→ GIVEN REQUEST:
Turn each line of the items below into an entry in a numbered list, and skip any blank lines. Leave the pictures out of the answer.

→ INPUT ROWS:
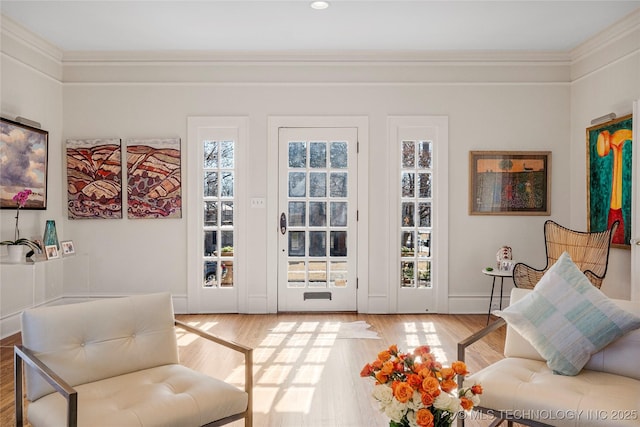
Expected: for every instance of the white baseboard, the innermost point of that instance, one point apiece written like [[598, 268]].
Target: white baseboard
[[475, 304]]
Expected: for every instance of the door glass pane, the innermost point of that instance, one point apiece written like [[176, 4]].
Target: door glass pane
[[406, 274], [424, 244], [210, 274], [408, 244], [408, 209], [211, 184], [297, 154], [296, 277], [415, 227], [318, 184], [318, 155], [317, 243], [297, 214], [424, 154], [226, 241], [226, 273], [210, 242], [210, 154], [210, 214], [424, 273], [226, 154], [317, 214], [218, 215], [338, 214], [317, 274], [339, 155], [425, 185], [338, 275], [296, 243], [338, 243], [408, 184], [297, 184], [338, 184], [425, 214], [227, 184], [227, 213], [408, 154]]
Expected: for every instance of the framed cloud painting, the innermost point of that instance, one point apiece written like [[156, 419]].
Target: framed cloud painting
[[23, 164]]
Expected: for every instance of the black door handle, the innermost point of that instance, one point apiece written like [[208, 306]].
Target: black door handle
[[283, 223]]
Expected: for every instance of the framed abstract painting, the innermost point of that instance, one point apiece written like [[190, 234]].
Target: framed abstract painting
[[154, 178], [509, 182], [23, 164], [609, 178], [94, 178]]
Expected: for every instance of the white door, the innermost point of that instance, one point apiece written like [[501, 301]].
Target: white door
[[418, 217], [215, 152], [635, 206], [317, 219]]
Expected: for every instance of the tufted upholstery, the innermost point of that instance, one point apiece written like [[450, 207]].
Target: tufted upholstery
[[606, 392], [121, 357]]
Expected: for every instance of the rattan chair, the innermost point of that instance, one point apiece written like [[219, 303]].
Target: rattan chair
[[589, 251]]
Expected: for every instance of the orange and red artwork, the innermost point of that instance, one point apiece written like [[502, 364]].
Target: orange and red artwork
[[609, 178], [94, 178], [154, 184], [509, 182]]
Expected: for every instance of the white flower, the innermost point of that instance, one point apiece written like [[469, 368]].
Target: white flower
[[383, 394], [415, 402], [448, 403], [395, 410], [411, 417], [473, 397]]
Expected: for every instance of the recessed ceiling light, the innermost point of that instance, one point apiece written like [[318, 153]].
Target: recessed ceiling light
[[319, 4]]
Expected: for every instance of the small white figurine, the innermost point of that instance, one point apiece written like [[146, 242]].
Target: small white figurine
[[503, 254]]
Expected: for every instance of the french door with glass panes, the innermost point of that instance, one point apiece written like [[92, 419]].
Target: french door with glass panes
[[419, 216], [317, 223], [212, 252]]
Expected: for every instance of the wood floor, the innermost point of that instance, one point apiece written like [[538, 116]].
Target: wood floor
[[304, 374]]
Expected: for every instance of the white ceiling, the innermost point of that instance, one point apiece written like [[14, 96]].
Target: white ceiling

→ ANSWER IN FULL:
1. Expected: for every instance of the white baseboard, the innermost point of that instance, one point apiece written like [[598, 268]].
2. Target: white baseboard
3. [[475, 304]]
4. Expected: for every instance of the door glass pane, the innermost point of that instance, one point apiece written like [[176, 4]].
5. Target: door glass pane
6. [[406, 274], [424, 244], [210, 274], [408, 244], [408, 209], [211, 184], [297, 154], [296, 277], [415, 227], [318, 184], [318, 155], [317, 243], [297, 214], [424, 154], [226, 241], [226, 273], [210, 242], [210, 154], [210, 214], [424, 273], [226, 154], [317, 214], [218, 215], [338, 214], [317, 274], [339, 155], [425, 185], [338, 275], [296, 243], [338, 243], [408, 184], [297, 184], [338, 184], [425, 214], [227, 184], [227, 213], [408, 154]]
7. Expected: for every instance of the framed cloud painting, the innermost point of that instance, one point apiece written like [[156, 419]].
8. Target: framed cloud painting
9. [[23, 164]]
10. Expected: for every instance of the black door handle, the innermost point of that instance, one point apiece written like [[208, 306]].
11. Target: black door handle
12. [[283, 223]]
13. Expected: for every instance of the framed abstract painting, the innermost point of that instance, one point apiece written like [[190, 234]].
14. Target: framed abstract painting
15. [[154, 178], [509, 182], [23, 164], [609, 178], [94, 178]]
16. Expected: for every instance of the white door, the innermost point of that instance, one point apiece written like [[501, 301]].
17. Target: white door
18. [[418, 217], [215, 152], [635, 206], [317, 219]]
19. Expected: for every instance of the tufted upholstery, the innermost point of that instance, one point apiece written like [[450, 207]].
20. Target: tufted upholstery
21. [[606, 392], [121, 357]]
22. Expected: for every instance of the rattan chair, the innermost point of that instance, one point apiece written like [[219, 303]].
23. Target: rattan chair
24. [[589, 251]]
25. Expected: for every instance of the orange and red artwork, the innermost point of that instance, one point apiece written like [[502, 364]].
26. Target: orange and red artwork
27. [[609, 178], [94, 178], [154, 184], [509, 182]]
28. Expected: for every instance of the white flower, the innermost point of that instance, one point apiece written like [[469, 368]].
29. Target: white flower
30. [[383, 394], [415, 402], [448, 403], [395, 410], [411, 417], [473, 397]]
31. Expected: for every instance of the recessed ceiling light, the innermost point of that instance, one point apiece written like [[318, 153]].
32. Target: recessed ceiling light
33. [[319, 4]]
34. Expected: for every instance of the small white figurine, the innermost point of that instance, one point apiece written like [[146, 242]].
35. Target: small white figurine
36. [[503, 254]]
37. Expected: for every instance of the french door with glass panes, the innermost point of that instance, one point apiece written like [[92, 419]].
38. Target: french door with glass panes
39. [[419, 216], [317, 223], [212, 252]]
40. Expected: for every instance of the wood floor, the innermost point of that instance, one point apiece written like [[538, 116]].
41. Target: wood floor
42. [[304, 374]]
43. Expected: for every instance of the white ceiling, the innermost point of that instance, one point apiece written like [[14, 96]].
44. Target: white ceiling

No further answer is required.